====== Supplied information ======
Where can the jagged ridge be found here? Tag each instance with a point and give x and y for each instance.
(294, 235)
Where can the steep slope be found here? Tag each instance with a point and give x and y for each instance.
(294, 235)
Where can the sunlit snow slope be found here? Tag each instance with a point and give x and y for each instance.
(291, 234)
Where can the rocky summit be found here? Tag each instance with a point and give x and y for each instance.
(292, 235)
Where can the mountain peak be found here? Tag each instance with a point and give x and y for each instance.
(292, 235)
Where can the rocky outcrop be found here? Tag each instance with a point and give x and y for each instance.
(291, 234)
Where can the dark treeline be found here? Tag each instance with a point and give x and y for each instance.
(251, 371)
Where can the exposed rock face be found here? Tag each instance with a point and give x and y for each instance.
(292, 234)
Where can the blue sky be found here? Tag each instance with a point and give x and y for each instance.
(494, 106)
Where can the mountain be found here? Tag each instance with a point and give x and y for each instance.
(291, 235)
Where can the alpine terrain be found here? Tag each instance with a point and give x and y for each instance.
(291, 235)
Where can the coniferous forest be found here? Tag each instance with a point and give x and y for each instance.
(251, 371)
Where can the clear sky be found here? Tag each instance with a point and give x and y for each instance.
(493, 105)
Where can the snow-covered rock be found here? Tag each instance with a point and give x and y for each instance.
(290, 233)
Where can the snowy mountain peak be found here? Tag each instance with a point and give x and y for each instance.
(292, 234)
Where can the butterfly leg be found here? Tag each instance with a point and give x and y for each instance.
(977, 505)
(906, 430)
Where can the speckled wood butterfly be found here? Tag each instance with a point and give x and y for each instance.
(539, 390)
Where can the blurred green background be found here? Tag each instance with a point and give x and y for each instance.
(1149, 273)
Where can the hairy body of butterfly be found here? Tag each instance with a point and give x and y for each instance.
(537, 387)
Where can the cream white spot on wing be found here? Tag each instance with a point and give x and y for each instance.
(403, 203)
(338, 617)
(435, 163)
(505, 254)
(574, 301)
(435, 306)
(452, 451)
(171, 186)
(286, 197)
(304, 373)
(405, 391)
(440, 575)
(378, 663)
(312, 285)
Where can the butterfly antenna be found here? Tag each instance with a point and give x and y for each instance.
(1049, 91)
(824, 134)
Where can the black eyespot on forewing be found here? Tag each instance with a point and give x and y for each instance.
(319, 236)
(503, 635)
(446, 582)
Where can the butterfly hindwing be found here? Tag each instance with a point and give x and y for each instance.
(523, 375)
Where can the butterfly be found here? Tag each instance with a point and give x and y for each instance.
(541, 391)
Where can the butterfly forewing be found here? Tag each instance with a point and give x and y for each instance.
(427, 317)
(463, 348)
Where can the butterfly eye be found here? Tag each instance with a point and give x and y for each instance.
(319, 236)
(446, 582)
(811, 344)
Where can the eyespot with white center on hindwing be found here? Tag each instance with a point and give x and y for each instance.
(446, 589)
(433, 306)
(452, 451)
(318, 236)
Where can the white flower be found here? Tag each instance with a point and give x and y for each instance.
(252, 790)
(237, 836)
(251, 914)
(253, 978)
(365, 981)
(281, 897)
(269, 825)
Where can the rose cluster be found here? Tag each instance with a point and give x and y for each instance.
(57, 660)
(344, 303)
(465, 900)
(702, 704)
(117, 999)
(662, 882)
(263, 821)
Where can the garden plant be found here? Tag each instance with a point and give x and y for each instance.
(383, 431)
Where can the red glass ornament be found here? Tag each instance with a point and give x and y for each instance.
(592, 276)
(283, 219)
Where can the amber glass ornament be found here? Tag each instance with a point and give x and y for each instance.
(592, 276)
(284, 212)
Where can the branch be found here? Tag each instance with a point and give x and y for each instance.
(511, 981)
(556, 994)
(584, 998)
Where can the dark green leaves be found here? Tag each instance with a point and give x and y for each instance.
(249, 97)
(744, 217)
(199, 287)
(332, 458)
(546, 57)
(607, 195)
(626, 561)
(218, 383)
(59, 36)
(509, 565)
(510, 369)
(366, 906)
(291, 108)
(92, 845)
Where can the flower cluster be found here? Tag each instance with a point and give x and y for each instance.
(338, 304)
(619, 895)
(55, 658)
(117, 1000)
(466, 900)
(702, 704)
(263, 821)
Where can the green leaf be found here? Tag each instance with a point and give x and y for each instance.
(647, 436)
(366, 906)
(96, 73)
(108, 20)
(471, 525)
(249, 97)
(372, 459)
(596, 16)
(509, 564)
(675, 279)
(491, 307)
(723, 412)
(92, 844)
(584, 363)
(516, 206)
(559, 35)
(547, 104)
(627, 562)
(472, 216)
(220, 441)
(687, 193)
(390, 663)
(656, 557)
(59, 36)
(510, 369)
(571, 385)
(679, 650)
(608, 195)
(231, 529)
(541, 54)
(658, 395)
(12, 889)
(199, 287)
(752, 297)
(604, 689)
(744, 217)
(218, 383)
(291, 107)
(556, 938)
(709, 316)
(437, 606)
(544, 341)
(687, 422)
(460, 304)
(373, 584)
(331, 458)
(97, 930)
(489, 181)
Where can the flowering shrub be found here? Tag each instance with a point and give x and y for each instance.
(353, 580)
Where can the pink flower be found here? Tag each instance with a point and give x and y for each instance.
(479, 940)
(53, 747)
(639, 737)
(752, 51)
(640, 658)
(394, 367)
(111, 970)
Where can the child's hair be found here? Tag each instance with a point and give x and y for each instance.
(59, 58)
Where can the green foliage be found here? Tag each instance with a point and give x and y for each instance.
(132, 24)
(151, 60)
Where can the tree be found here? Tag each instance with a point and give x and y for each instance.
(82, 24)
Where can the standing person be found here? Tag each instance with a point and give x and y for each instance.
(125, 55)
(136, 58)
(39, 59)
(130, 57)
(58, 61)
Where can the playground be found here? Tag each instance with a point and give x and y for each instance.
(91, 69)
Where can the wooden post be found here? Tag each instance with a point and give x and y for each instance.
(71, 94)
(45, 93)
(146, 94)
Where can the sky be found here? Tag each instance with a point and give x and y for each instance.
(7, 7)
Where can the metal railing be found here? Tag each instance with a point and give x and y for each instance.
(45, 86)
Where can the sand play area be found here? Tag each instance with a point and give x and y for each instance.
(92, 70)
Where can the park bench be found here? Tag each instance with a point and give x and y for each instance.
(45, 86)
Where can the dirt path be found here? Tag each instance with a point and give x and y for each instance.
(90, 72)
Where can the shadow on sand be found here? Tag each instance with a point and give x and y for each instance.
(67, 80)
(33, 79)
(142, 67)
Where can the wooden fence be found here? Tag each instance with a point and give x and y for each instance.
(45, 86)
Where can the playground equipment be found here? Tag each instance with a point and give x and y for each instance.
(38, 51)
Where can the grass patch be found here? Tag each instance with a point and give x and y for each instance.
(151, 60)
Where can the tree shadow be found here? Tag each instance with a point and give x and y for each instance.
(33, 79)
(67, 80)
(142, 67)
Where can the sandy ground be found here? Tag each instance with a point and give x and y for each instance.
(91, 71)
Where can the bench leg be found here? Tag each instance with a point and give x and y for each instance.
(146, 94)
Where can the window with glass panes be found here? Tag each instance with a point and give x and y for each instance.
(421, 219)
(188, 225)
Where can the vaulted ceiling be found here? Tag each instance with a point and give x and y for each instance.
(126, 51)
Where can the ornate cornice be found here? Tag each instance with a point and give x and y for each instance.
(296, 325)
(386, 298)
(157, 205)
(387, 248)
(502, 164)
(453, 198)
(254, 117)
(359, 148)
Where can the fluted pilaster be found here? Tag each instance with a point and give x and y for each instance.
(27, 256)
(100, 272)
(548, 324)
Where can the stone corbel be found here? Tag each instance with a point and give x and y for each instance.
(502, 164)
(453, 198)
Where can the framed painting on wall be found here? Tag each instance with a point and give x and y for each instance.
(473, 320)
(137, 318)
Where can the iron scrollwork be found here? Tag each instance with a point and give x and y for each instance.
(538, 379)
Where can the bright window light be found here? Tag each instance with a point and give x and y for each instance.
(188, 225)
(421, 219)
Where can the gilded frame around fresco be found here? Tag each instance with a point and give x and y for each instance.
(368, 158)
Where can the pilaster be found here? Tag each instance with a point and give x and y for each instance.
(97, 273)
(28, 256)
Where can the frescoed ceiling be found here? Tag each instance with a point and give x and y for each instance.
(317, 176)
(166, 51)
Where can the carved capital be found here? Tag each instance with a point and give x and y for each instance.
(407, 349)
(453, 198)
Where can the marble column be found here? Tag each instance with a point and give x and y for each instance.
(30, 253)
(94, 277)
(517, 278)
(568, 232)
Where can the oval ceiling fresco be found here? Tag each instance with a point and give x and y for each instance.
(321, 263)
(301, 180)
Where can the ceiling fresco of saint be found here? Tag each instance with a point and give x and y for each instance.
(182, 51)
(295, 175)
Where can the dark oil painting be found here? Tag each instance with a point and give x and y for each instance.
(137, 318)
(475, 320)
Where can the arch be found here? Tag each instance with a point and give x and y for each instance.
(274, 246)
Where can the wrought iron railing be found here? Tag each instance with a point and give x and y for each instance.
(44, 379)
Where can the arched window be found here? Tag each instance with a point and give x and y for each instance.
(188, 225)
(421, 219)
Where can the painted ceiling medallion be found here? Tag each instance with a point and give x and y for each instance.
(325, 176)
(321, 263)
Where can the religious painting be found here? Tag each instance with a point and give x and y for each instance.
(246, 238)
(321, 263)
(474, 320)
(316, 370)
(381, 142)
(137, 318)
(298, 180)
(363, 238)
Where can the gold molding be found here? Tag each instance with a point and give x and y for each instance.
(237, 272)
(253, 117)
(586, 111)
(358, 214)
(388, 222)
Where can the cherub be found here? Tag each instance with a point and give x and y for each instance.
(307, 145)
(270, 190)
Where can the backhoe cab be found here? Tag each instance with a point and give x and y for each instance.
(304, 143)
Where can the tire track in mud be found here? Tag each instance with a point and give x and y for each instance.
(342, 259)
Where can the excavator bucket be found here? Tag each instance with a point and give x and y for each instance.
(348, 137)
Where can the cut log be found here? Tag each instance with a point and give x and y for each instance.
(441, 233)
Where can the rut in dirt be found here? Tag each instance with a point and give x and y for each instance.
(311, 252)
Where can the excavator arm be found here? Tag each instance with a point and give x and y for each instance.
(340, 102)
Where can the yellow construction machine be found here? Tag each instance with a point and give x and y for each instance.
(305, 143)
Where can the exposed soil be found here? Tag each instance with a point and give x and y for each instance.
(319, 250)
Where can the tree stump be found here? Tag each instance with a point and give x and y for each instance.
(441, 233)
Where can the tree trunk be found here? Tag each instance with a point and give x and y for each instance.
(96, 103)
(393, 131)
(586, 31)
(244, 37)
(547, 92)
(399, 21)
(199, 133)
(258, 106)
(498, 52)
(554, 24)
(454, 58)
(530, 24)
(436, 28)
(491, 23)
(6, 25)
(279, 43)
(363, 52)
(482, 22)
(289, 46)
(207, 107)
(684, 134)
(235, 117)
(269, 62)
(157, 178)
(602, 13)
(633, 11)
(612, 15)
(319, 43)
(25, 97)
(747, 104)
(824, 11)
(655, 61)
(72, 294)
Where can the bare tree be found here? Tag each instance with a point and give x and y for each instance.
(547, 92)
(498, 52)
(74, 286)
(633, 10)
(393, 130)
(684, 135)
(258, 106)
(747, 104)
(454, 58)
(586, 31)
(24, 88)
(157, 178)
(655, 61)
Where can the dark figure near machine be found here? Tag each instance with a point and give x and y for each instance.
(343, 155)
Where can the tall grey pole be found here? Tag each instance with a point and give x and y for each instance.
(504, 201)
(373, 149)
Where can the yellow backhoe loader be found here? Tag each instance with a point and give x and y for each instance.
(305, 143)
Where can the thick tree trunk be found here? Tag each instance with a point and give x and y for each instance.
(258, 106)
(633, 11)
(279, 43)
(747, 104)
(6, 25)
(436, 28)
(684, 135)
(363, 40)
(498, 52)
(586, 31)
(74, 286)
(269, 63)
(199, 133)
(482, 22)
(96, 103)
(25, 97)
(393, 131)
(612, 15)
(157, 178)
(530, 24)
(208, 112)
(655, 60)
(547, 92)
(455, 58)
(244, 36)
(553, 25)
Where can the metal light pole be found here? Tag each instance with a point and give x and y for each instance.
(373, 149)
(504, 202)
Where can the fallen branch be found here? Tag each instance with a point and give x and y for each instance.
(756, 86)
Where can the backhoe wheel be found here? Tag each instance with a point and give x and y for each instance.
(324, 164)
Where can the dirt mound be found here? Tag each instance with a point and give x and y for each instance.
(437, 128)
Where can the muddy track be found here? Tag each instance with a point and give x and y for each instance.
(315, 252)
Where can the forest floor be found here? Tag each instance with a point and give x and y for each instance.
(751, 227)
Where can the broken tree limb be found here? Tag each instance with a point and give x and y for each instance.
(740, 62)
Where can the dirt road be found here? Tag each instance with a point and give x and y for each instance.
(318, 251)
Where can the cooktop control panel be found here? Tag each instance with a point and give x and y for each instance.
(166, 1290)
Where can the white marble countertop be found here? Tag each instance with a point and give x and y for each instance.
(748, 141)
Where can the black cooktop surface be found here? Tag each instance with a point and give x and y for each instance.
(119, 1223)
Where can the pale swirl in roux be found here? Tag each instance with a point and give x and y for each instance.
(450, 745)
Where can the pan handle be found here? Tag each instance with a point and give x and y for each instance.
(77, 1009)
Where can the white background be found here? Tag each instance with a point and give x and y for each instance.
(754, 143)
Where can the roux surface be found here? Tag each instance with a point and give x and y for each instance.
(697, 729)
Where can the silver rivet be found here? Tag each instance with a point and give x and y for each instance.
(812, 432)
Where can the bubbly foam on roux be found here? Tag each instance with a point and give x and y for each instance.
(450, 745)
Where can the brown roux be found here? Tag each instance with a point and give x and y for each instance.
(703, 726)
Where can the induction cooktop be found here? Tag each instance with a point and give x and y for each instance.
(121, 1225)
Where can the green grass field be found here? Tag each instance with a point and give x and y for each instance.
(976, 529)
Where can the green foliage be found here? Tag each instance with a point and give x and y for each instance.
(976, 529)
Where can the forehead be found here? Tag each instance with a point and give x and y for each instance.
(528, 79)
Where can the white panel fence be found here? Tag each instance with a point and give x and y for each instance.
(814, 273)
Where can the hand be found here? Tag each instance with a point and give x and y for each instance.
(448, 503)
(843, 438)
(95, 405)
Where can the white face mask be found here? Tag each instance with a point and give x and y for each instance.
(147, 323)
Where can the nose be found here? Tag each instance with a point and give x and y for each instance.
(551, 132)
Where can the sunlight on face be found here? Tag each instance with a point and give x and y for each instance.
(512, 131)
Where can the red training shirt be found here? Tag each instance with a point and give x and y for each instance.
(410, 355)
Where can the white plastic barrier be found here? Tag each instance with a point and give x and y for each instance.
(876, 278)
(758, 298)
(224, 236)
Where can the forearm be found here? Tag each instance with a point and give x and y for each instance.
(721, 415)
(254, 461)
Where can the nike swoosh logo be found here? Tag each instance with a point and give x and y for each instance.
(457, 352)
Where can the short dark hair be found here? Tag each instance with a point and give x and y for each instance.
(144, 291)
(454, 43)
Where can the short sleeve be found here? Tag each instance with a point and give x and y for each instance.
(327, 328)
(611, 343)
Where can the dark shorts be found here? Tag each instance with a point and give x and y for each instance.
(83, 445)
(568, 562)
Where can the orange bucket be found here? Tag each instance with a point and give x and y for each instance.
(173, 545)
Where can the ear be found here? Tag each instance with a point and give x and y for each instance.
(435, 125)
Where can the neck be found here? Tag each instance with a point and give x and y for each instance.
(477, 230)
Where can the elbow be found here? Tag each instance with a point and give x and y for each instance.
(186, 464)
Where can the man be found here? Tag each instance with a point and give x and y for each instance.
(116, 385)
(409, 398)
======
*Work request*. Give back exactly the lines from the one with "Where can the short sleeve" through the final line of the material, both ends included, and no others.

*Exercise solution*.
Where can the short sleeve be found here? Tag each instance with a point and give x and y for each instance.
(327, 328)
(611, 343)
Where can the dark shorts be found here? Tag each instance with a point and give x and y for each instance.
(83, 445)
(568, 562)
Where can the orange bucket be found here? Tag each instance with a point and give x and y for each instance.
(173, 545)
Where can the ear be found here? Tag each instance with a point and give x and y for each instance.
(435, 125)
Where can the neck be found here? Tag each instance with a point and give x and y for each instance.
(477, 230)
Where can the elbow be found here? Tag each instance with a point and give x and y for each instance.
(186, 464)
Where can the man be found here? Tag each instance with a point and give x and y for each instance.
(116, 385)
(409, 398)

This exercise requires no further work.